▶ [What this task involves]:
Report all lines from the entries below in which "horse" appears.

▶ [Stored items]:
↓↓↓

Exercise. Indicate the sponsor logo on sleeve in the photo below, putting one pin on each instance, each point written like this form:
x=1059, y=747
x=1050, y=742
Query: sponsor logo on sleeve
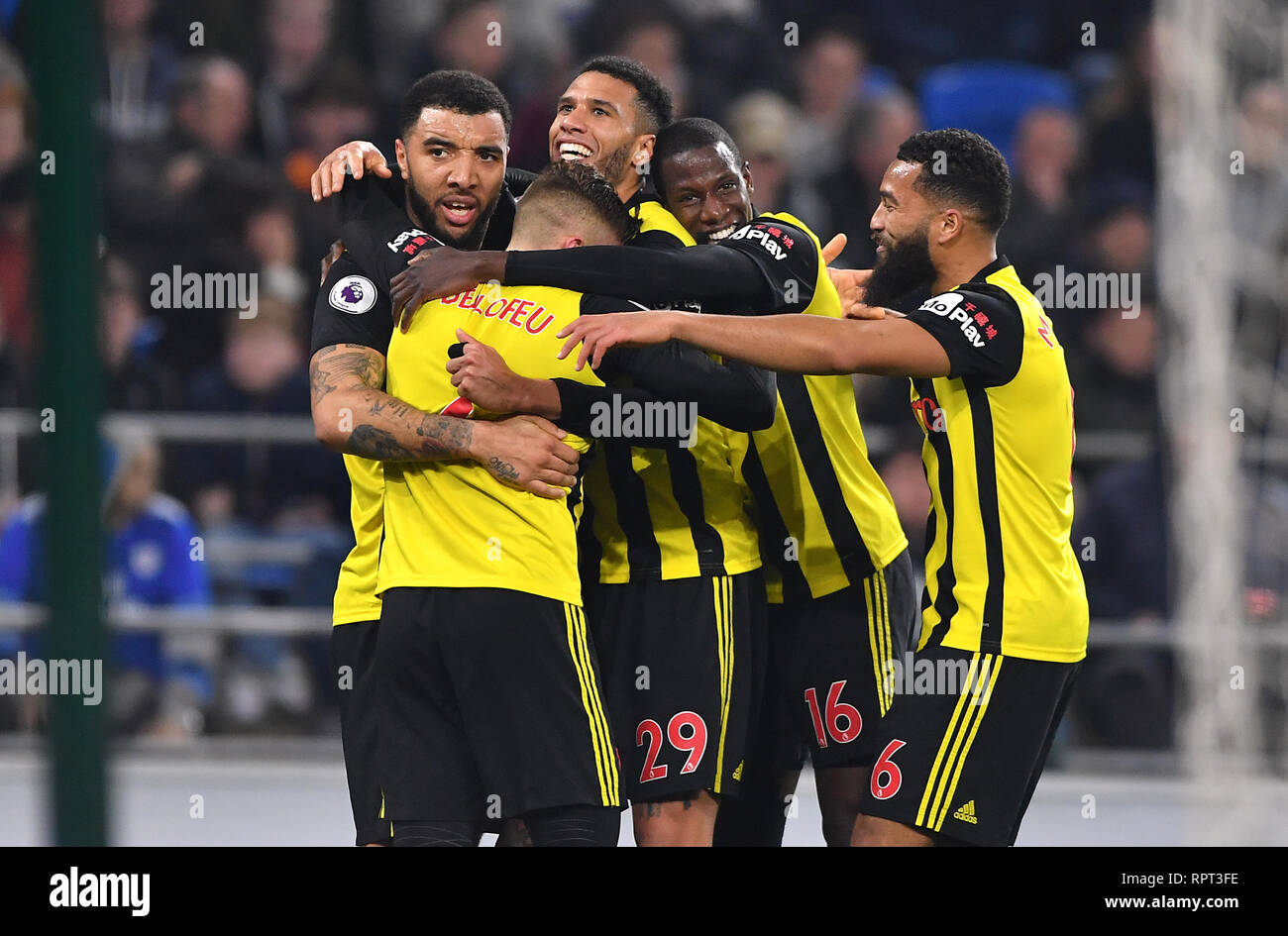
x=974, y=323
x=353, y=295
x=769, y=237
x=410, y=243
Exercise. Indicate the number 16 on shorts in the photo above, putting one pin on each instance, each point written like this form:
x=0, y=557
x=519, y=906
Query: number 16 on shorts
x=838, y=720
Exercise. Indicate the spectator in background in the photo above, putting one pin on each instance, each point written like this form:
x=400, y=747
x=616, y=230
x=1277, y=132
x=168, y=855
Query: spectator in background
x=828, y=84
x=263, y=371
x=1039, y=232
x=140, y=72
x=1117, y=236
x=472, y=35
x=872, y=138
x=299, y=39
x=136, y=377
x=656, y=42
x=1127, y=695
x=184, y=201
x=761, y=124
x=335, y=110
x=1113, y=380
x=161, y=683
x=1121, y=120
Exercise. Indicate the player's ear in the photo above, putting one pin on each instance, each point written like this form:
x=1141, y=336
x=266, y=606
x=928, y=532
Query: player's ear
x=949, y=226
x=400, y=155
x=643, y=151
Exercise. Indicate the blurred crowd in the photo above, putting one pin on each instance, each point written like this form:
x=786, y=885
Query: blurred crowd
x=214, y=112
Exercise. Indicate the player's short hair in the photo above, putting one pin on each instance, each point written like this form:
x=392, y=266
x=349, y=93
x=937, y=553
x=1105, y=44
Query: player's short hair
x=452, y=90
x=565, y=188
x=975, y=174
x=653, y=104
x=683, y=136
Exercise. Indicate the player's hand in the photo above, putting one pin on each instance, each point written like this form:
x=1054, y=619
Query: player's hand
x=482, y=376
x=333, y=256
x=600, y=334
x=527, y=452
x=352, y=158
x=850, y=286
x=833, y=249
x=849, y=283
x=432, y=274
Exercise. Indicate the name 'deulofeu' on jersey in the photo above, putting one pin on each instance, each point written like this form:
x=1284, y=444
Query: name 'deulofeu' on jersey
x=518, y=312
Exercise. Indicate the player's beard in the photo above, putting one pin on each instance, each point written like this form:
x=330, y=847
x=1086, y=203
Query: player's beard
x=471, y=240
x=903, y=268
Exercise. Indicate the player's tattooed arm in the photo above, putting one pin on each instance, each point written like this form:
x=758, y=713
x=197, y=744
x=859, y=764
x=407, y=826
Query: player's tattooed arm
x=800, y=344
x=353, y=415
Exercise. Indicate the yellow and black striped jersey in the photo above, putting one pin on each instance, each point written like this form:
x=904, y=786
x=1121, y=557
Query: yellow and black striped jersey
x=825, y=516
x=1001, y=573
x=352, y=310
x=451, y=523
x=665, y=514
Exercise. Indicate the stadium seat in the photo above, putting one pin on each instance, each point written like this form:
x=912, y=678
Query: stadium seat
x=991, y=98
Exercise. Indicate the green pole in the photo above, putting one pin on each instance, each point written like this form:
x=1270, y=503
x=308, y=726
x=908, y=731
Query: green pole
x=63, y=63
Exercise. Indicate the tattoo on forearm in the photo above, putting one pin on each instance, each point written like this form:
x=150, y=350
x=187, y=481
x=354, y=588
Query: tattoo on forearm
x=334, y=362
x=377, y=445
x=438, y=436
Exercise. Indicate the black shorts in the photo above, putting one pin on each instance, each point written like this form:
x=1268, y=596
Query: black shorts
x=825, y=690
x=961, y=761
x=683, y=667
x=489, y=700
x=353, y=660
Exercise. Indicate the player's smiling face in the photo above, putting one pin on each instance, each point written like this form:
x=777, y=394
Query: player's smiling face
x=707, y=192
x=455, y=165
x=595, y=123
x=902, y=211
x=901, y=228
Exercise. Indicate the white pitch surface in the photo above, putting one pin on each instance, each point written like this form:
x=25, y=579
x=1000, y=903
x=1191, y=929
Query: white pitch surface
x=304, y=801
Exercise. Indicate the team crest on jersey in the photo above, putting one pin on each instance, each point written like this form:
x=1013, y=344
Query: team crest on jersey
x=353, y=295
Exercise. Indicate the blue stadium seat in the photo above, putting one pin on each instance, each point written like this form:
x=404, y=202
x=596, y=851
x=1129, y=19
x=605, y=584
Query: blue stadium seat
x=991, y=97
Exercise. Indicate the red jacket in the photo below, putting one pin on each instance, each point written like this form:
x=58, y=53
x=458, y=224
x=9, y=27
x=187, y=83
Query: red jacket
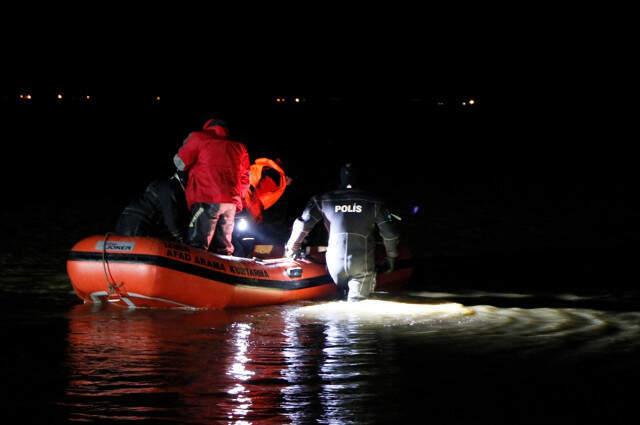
x=218, y=167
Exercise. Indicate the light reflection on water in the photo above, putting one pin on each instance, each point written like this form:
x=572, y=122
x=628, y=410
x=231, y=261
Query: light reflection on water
x=440, y=357
x=326, y=363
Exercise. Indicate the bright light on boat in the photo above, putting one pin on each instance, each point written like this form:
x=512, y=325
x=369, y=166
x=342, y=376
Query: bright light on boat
x=377, y=309
x=242, y=225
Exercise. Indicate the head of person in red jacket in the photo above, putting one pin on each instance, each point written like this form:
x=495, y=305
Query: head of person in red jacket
x=218, y=126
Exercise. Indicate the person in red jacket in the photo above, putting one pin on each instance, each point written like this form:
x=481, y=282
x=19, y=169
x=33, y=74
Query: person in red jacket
x=218, y=180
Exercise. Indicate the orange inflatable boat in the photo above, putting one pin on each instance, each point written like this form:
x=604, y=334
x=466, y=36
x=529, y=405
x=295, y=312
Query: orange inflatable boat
x=153, y=273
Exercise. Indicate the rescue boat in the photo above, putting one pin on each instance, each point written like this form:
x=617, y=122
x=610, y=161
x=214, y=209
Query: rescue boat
x=144, y=272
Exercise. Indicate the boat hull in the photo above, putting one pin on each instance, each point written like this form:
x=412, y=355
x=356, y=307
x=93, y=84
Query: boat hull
x=152, y=273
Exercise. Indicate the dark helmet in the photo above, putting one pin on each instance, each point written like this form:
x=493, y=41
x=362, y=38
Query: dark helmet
x=348, y=175
x=218, y=126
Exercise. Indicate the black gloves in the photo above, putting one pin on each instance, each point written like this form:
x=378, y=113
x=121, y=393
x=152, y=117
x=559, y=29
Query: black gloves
x=387, y=266
x=391, y=264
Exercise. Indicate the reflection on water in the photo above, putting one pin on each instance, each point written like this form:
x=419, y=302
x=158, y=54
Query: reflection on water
x=439, y=357
x=370, y=362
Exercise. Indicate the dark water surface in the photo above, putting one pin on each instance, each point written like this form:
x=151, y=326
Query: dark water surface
x=428, y=356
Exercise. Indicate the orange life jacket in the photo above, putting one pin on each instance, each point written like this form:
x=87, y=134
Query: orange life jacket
x=266, y=192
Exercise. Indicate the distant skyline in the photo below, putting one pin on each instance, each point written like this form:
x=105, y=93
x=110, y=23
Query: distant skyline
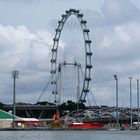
x=27, y=28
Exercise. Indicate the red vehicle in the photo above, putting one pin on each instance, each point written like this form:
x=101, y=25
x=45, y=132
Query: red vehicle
x=86, y=125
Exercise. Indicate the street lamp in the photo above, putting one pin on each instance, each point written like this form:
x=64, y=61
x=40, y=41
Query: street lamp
x=116, y=79
x=14, y=76
x=138, y=101
x=131, y=121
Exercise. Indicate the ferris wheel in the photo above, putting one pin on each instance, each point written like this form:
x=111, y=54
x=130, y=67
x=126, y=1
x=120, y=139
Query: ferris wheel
x=57, y=45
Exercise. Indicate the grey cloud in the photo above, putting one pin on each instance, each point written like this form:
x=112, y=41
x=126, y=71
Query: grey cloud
x=119, y=11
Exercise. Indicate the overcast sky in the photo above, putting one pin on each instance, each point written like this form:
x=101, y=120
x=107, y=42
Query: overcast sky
x=27, y=28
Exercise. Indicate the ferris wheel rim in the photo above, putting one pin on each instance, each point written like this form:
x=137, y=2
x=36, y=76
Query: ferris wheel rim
x=88, y=52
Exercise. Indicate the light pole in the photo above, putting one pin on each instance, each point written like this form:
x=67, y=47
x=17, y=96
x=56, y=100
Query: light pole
x=131, y=119
x=116, y=79
x=138, y=101
x=14, y=76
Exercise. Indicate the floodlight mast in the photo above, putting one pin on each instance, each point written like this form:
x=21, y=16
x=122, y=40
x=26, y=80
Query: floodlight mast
x=14, y=76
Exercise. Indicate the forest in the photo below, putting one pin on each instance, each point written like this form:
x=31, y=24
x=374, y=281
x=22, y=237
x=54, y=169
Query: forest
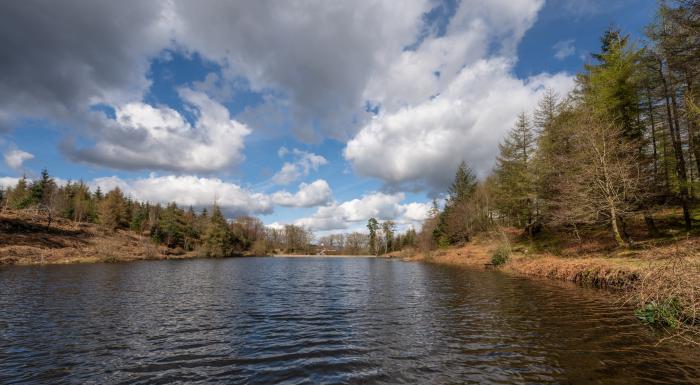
x=621, y=149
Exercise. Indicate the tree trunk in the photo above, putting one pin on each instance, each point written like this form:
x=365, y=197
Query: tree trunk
x=692, y=138
x=652, y=230
x=616, y=231
x=653, y=135
x=677, y=147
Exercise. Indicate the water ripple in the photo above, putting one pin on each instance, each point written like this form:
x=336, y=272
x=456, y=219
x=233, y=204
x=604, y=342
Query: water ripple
x=310, y=321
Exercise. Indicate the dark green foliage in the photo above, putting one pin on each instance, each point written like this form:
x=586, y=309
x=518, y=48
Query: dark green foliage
x=501, y=255
x=218, y=238
x=373, y=226
x=663, y=315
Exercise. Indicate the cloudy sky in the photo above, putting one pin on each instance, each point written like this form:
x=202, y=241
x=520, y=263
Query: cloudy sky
x=320, y=113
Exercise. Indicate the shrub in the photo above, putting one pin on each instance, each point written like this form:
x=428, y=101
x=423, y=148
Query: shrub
x=500, y=256
x=665, y=315
x=259, y=247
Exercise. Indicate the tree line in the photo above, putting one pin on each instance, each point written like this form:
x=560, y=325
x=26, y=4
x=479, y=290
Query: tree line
x=206, y=231
x=622, y=145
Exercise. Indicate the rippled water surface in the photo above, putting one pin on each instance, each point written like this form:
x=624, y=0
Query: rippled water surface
x=317, y=320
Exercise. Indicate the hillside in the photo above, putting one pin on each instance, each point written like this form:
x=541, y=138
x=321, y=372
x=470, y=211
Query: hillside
x=26, y=238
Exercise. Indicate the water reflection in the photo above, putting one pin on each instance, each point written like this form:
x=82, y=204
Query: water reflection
x=291, y=320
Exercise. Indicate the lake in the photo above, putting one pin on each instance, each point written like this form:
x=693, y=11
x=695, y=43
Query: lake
x=318, y=320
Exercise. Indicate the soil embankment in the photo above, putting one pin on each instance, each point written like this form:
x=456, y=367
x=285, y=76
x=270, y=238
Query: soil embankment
x=26, y=239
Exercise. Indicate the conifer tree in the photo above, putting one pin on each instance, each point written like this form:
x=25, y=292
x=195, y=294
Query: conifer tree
x=515, y=179
x=218, y=239
x=373, y=226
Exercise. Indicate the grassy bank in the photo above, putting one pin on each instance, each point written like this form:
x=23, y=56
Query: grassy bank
x=29, y=240
x=661, y=278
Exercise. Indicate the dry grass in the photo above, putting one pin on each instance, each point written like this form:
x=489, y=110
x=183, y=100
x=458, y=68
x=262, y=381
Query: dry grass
x=597, y=272
x=25, y=239
x=667, y=295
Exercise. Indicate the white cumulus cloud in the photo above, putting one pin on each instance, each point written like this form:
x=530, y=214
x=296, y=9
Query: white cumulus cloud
x=453, y=98
x=188, y=190
x=148, y=137
x=381, y=206
x=304, y=163
x=309, y=195
x=563, y=49
x=16, y=158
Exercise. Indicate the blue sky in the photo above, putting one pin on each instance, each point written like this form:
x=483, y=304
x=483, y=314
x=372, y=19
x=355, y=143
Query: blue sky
x=320, y=115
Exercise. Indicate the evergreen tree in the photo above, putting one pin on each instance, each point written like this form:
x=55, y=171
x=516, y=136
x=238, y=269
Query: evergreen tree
x=463, y=185
x=373, y=226
x=113, y=210
x=171, y=226
x=515, y=181
x=218, y=239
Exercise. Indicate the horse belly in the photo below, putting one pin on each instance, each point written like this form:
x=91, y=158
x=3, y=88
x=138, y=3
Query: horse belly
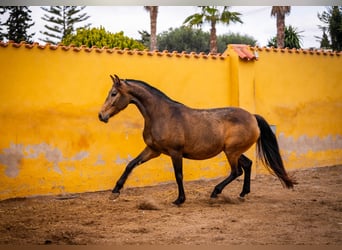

↑↑↑

▶ [Final answer]:
Exercise. Indicate the horse belly in the photo below, putting one pin on each instance, each point written like this form:
Query: horse belly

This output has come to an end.